Rewrite each line of the records below, requests included, and shift every coordinate in the answers by adding 76 to it.

# start of RECORD EXCERPTS

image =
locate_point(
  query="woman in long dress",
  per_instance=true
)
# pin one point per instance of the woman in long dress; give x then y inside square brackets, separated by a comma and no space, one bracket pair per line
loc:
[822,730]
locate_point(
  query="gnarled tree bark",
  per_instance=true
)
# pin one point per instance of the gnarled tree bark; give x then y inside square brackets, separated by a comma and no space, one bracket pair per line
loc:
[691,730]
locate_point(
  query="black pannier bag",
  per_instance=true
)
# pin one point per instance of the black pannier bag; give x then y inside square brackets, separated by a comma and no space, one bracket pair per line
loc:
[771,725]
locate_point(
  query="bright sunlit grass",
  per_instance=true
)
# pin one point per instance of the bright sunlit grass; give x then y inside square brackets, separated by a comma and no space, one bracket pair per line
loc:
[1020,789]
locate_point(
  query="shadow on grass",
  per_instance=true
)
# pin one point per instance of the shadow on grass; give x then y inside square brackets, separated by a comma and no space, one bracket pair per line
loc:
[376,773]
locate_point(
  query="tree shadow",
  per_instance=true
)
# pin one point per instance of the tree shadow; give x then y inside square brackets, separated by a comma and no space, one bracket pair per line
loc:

# end of RECORD EXCERPTS

• WORKED SOLUTION:
image =
locate_point(
  query="woman in long dress",
  per_instance=true
)
# pin one point per instance of the woman in long dress; give x then y inside square brackets, separated by a comma and no space, one bracket pair per line
loc:
[898,806]
locate_point(
  query="gnarled tree bark",
  per_instance=true
)
# pin one point per instance of the gnarled tree bark; give x then y inside square brackets, separated by a comma and no space, one bracket pair per line
loc:
[767,806]
locate_point(
  query="black pannier bag",
  per_instance=true
)
# pin one point per instance of the black pannier bag; give x then y inside square brackets, separated by a comma and no space, one bracket pair per line
loc:
[847,801]
locate_point(
  query="bright sunlit grass",
  per_instance=true
)
# pin one point per instance of the bright sunlit grass; give x then y inside square brackets, separated by a comma and no space, one bracket pair per line
loc:
[1096,865]
locate_point(
  query="shadow on grass",
  per_instance=true
)
# pin one point per instance of the shadow on grass; give x then y inside square brackets, separated by a comma and no space, one bracket pair per line
loc:
[452,849]
locate_point(
  query="tree shadow",
  per_instance=true
)
# pin one point per instance of the tree shadow; give x then y inside square brackets, separated by a comma and no space, one bracket pair per line
loc:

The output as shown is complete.